Task prompt » Using the data below, gather each line that includes the word "rough".

Supplied entries »
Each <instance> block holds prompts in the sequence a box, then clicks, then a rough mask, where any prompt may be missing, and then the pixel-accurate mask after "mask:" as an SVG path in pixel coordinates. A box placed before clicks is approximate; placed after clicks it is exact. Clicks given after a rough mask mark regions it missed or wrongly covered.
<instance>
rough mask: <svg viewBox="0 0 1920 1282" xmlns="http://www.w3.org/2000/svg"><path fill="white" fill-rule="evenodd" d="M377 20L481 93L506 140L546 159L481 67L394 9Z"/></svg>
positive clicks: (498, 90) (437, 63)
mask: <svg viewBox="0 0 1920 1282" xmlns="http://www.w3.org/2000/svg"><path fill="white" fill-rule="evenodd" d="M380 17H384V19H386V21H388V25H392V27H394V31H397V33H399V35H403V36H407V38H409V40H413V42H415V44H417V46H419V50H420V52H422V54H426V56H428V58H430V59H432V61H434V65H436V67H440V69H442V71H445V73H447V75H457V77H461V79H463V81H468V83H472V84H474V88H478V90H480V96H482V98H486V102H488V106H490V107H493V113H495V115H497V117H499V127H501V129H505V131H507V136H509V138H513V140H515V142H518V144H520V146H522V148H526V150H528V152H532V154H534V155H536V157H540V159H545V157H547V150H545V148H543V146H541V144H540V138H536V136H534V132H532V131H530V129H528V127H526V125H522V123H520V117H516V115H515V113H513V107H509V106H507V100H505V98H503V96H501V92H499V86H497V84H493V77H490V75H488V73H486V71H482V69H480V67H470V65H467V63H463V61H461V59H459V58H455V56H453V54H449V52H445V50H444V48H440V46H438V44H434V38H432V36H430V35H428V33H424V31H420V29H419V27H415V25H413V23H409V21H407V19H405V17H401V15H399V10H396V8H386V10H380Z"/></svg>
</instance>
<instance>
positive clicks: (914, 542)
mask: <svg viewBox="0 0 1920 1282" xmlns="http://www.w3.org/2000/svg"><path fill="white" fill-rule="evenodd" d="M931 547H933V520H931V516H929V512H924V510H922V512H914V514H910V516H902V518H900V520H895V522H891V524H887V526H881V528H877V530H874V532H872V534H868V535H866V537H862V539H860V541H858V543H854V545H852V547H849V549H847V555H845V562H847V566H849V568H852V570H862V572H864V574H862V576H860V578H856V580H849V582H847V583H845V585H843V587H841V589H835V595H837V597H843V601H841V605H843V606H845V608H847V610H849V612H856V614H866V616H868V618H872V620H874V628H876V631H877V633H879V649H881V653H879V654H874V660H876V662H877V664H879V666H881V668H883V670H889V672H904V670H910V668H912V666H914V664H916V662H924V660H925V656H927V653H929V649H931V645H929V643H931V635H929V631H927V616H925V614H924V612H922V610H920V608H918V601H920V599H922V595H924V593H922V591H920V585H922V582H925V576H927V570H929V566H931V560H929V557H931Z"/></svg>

Answer »
Each <instance> block holds prompts in the sequence a box, then clicks, then a rough mask, where any prompt may be missing, and then the pixel-accurate mask after "mask:" as an SVG path in pixel coordinates. A box placed before clicks is approximate; placed after clicks it is exact. Clicks given after a rough mask mark regions it missed or wrongly covered.
rough mask: <svg viewBox="0 0 1920 1282" xmlns="http://www.w3.org/2000/svg"><path fill="white" fill-rule="evenodd" d="M377 20L481 93L506 140L546 159L481 67L394 9Z"/></svg>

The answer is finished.